-- Arbeitsaufträge --
1) Über welche Fläche erstreckt sich laut Seitentext der VGP-Park am Alten Flughafen in Gießen?
2) Stellen Sie den Abschnitt der Einträge von der Zeile mit "the red tracksuit" bis zur Zeile mit "Target: black suit jacket", beide eingeschlossen, als Markdown-Tabelle mit den Spalten Nr (laufende Nummer) und Zeile dar. Lassen Sie Leerzeilen und die Bilder dabei weg.

-- Seitentext --
———

Die Arbeiten am VGP-Park am Alten Flughafen in Gießen Anfang des Jahres. (Archivbild) © Oliver Schepp

Am Alten Flughafen in Gießen gehen die Arbeiten am VGP-Park voran. Bald schon sollen Zalando, UPS und Rhenus dort einziehen. Die Dimensionen sind nur schwer vorstellbar.

Gießen – Es ist die größte Baumaßnahme, die es in Gießen je gegeben hat. Größer als Karstadt. Größer als das Hauptgebäude des UKGM. Größer als alle anderen Logistik-Standorte. Der VGP-Park am Alten Flughafen erstreckt sich über eine Fläche von etwa 320 000 Quadratmetern. Die Einheit für Zalando ist länger als der Seltersweg.

Tim Müller steht mitten auf der größten Baustelle der Stadt auf einer Dachterrasse. Die Einrichtung ist provisorisch, aber gemütlich. Die Sitzgelegenheiten sind aus Holzbrettern gezimmert, die Stehtische aus Paletten zusammengeschraubt. »Manchmal werfen wir den Grill an, trinken etwas und besprechen den nächsten Tag«, sagt Müller. Von dort oben hat der 36-Jährige einen spektakulären Blick über sein derzeitiges Reich.

———

-- Zu bearbeitende Daten --

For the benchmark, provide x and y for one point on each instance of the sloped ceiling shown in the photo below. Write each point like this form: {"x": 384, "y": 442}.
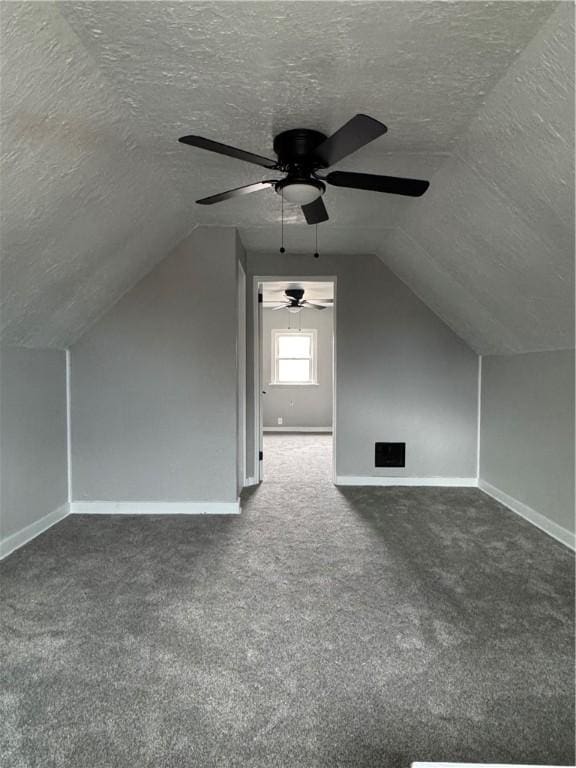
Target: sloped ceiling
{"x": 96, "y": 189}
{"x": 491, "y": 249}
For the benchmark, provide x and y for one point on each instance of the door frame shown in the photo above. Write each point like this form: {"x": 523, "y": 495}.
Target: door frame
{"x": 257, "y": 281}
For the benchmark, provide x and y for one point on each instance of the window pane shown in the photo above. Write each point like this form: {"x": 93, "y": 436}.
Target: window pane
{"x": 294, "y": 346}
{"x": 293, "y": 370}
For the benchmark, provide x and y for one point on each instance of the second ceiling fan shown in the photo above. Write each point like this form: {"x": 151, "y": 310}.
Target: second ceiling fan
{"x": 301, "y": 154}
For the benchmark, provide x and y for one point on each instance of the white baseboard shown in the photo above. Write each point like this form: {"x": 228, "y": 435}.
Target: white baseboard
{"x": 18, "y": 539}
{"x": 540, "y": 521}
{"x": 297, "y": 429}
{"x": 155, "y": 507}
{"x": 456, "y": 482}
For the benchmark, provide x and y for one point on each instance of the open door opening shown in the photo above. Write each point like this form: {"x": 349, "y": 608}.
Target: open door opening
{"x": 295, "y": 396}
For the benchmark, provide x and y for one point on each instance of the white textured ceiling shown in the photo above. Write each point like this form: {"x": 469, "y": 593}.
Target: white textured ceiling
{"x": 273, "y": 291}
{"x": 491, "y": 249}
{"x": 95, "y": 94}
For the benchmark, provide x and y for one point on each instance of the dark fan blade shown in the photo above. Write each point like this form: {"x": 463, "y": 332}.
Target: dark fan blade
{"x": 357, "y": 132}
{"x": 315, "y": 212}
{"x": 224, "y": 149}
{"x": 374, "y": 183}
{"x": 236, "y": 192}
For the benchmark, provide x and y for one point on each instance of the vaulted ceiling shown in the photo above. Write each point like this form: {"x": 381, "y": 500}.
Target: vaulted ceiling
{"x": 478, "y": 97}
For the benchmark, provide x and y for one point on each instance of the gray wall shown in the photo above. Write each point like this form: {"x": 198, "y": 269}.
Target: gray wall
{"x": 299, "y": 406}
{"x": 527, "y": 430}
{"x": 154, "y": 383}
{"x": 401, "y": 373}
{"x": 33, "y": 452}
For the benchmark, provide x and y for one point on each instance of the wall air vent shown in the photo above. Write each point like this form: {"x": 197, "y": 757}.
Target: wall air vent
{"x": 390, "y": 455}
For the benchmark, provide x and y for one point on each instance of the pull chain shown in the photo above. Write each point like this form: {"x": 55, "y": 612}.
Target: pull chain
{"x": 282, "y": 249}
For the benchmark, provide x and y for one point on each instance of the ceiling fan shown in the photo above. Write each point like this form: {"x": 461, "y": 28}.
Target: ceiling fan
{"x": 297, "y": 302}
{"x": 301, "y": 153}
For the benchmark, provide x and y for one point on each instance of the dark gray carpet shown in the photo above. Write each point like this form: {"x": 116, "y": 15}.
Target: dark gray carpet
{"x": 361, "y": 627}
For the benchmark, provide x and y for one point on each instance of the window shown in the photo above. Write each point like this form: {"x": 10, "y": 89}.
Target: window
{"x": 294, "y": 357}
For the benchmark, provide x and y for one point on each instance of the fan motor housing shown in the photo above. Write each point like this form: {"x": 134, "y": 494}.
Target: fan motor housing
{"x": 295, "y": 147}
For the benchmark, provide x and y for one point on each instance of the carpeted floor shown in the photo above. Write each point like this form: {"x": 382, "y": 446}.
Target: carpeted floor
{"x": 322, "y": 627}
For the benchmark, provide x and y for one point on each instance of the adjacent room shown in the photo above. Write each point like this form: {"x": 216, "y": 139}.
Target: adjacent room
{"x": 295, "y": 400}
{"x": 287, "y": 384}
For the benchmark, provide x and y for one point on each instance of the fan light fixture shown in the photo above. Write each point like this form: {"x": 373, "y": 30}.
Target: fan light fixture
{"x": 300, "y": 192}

———

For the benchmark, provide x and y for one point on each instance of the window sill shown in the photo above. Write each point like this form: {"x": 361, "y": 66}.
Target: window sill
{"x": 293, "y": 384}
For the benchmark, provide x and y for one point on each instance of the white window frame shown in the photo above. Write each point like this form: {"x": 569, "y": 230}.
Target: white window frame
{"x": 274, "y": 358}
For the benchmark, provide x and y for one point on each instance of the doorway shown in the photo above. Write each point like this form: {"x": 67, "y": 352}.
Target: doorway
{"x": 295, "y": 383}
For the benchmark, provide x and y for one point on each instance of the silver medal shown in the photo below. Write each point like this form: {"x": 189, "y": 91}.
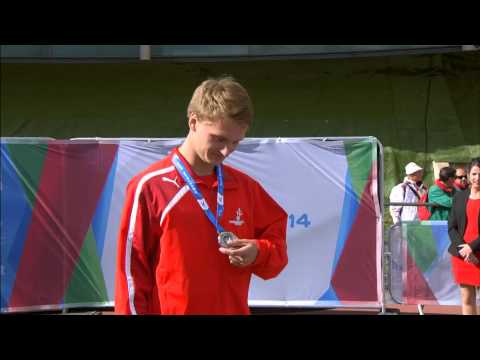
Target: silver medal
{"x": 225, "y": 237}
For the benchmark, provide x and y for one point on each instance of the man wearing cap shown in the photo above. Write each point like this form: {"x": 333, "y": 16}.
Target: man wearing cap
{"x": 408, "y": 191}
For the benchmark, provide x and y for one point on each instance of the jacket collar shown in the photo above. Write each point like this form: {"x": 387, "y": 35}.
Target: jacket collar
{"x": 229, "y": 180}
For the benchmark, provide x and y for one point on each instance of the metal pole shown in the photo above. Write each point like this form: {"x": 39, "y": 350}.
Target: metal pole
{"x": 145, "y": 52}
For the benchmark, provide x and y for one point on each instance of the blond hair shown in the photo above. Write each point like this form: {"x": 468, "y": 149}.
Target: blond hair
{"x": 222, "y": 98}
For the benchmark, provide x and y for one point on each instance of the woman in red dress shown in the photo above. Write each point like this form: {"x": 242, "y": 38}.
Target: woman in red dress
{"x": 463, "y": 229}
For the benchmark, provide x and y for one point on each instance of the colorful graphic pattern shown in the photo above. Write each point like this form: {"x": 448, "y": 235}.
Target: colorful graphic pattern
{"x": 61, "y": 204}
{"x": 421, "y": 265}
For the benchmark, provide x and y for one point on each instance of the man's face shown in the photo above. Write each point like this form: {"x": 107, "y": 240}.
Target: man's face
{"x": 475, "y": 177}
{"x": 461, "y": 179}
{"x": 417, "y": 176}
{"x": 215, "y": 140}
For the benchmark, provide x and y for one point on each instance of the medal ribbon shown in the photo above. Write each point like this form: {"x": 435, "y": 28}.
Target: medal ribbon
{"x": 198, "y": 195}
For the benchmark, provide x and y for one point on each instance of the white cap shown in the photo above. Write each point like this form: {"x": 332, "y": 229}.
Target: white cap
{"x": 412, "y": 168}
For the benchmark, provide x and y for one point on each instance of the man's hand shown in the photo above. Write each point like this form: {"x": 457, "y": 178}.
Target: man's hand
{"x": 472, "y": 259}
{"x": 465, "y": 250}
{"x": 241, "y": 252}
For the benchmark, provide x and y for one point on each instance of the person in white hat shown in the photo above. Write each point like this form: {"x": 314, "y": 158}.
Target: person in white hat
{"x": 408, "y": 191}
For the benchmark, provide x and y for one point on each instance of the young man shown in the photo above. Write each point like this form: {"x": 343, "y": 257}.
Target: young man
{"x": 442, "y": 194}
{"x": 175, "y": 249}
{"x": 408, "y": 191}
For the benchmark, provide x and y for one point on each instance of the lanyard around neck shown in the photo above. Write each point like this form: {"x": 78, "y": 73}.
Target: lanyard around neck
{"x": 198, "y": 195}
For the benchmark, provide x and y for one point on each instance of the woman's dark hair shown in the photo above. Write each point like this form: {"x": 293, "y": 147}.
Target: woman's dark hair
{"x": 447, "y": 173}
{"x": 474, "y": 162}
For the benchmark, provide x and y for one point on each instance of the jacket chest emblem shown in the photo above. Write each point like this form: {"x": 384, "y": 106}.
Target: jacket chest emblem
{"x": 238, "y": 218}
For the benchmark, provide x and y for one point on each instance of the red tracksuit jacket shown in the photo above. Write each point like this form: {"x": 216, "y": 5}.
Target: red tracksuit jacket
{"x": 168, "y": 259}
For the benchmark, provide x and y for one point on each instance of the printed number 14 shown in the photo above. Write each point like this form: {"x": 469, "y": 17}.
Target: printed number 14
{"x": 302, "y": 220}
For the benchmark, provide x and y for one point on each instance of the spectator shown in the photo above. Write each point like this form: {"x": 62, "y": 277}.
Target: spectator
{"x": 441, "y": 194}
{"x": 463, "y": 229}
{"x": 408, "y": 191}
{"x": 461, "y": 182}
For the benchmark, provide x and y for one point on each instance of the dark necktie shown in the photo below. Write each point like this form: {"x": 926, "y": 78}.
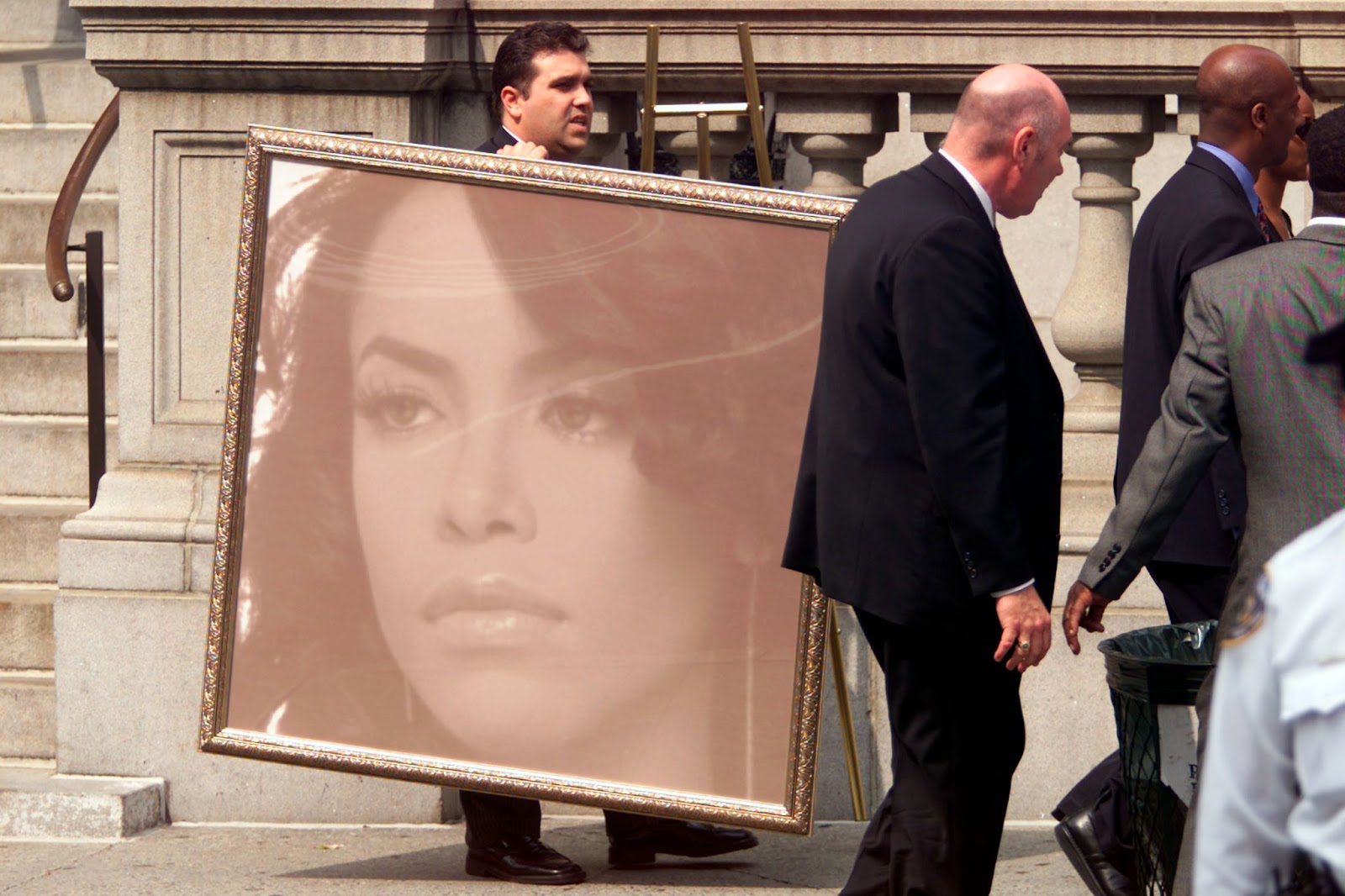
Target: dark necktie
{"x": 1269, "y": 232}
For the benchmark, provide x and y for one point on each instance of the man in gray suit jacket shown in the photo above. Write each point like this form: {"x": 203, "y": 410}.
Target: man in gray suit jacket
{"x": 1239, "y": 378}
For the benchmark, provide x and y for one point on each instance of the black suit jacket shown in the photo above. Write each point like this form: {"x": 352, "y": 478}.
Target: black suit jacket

———

-- Lösungen --
1) Über etwa 320 000 Quadratmeter.

2)
| Nr | Zeile |
|---|---|
| 1 | For the benchmark, provide x and y for one point on each instance of the red tracksuit jacket shown in the photo above. Write each point like this form: {"x": 216, "y": 5}. |
| 2 | Target: red tracksuit jacket |
| 3 | {"x": 168, "y": 259} |
| 4 | For the benchmark, provide x and y for one point on each instance of the printed number 14 shown in the photo above. Write each point like this form: {"x": 469, "y": 17}. |
| 5 | Target: printed number 14 |
| 6 | {"x": 302, "y": 220} |
| 7 | For the benchmark, provide x and y for one point on each instance of the spectator shown in the photo above. Write each point like this form: {"x": 62, "y": 277}. |
| 8 | Target: spectator |
| 9 | {"x": 441, "y": 194} |
| 10 | {"x": 463, "y": 229} |
| 11 | {"x": 408, "y": 191} |
| 12 | {"x": 461, "y": 182} |
| 13 | For the benchmark, provide x and y for one point on each instance of the dark necktie shown in the photo below. Write each point like this form: {"x": 926, "y": 78}. |
| 14 | Target: dark necktie |
| 15 | {"x": 1269, "y": 232} |
| 16 | For the benchmark, provide x and y for one point on each instance of the man in gray suit jacket shown in the photo above. Write each point like this form: {"x": 203, "y": 410}. |
| 17 | Target: man in gray suit jacket |
| 18 | {"x": 1239, "y": 378} |
| 19 | For the benchmark, provide x and y for one point on each instance of the black suit jacket shown in the photo above. Write each point like this form: {"x": 352, "y": 478}. |
| 20 | Target: black suit jacket |